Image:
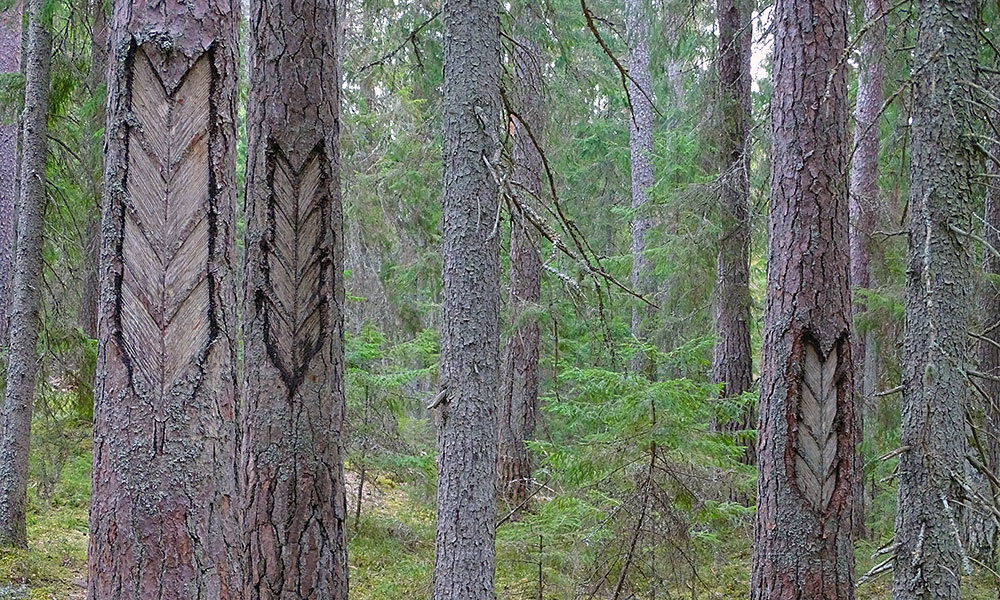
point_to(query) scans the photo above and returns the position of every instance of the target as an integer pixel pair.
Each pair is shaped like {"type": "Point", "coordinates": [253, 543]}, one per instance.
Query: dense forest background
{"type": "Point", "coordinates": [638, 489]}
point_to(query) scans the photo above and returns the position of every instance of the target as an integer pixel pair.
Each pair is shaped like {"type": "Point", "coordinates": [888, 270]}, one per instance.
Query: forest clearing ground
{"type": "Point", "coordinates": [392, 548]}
==*==
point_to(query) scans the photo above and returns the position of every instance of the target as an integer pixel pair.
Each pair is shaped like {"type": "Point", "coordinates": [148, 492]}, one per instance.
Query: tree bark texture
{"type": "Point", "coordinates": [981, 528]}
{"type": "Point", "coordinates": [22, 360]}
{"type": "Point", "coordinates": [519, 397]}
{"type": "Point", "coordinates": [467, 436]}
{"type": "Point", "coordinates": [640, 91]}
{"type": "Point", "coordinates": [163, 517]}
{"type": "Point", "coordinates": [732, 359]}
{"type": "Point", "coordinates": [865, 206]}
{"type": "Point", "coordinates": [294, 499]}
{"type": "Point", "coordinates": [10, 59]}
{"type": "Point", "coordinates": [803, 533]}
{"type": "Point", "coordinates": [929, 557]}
==*==
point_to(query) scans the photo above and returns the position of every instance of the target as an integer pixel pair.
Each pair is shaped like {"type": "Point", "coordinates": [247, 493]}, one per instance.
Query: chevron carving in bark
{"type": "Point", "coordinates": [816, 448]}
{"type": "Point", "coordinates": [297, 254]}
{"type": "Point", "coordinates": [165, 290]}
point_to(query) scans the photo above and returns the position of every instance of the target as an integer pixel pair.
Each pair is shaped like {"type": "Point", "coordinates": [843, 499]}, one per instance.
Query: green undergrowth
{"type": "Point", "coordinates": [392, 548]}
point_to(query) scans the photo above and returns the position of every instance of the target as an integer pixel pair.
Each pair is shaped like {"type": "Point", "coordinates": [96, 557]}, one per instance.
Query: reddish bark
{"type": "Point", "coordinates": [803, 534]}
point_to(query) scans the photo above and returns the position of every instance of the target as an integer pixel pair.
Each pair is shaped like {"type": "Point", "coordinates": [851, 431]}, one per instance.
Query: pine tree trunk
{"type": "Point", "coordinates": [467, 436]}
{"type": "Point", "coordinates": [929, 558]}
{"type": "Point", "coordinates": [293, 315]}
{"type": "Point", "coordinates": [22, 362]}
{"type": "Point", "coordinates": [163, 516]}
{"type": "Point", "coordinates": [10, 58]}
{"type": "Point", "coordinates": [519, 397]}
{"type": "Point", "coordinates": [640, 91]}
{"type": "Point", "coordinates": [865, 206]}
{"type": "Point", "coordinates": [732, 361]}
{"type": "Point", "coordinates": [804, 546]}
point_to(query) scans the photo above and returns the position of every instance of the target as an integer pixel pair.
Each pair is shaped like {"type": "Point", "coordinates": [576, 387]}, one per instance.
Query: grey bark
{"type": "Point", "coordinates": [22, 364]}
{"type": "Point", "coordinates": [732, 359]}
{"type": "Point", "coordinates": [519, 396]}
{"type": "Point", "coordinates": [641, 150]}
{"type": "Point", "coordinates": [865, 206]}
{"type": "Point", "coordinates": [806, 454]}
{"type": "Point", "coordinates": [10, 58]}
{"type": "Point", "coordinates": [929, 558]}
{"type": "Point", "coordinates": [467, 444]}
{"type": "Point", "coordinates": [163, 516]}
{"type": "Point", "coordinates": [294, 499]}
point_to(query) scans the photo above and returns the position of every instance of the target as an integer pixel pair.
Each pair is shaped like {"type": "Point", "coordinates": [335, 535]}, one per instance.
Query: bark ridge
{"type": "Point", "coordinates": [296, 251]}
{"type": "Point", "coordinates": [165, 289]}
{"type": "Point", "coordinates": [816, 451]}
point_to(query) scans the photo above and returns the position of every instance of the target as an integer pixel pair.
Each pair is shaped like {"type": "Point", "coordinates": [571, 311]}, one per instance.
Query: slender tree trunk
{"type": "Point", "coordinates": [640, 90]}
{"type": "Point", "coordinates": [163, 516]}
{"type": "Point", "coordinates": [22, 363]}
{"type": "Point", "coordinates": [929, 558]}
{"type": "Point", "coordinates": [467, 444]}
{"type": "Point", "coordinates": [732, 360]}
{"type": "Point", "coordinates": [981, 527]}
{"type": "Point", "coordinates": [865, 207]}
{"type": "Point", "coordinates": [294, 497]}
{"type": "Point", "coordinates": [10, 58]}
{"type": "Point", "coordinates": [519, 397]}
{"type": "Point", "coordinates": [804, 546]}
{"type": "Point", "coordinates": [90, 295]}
==*==
## [Problem]
Whenever a line above includes "Each", copy it in full.

## [Answer to this problem]
Each pair is shaped like {"type": "Point", "coordinates": [253, 543]}, one per instance.
Each pair is shaped like {"type": "Point", "coordinates": [888, 270]}, one per instance.
Each pair is shaped like {"type": "Point", "coordinates": [148, 492]}, one per instance.
Each pair is shaped like {"type": "Point", "coordinates": [247, 493]}, one per instance.
Each pair is shaped like {"type": "Point", "coordinates": [843, 499]}, one per instance.
Each pair is shaped like {"type": "Point", "coordinates": [96, 557]}, one per instance.
Each pair is shaped like {"type": "Point", "coordinates": [851, 431]}, one per instance.
Each pair is shaped like {"type": "Point", "coordinates": [576, 387]}, one per instance.
Each pair is shaped like {"type": "Point", "coordinates": [335, 535]}, one per instance.
Each pair is shaped like {"type": "Point", "coordinates": [571, 311]}, one per instance.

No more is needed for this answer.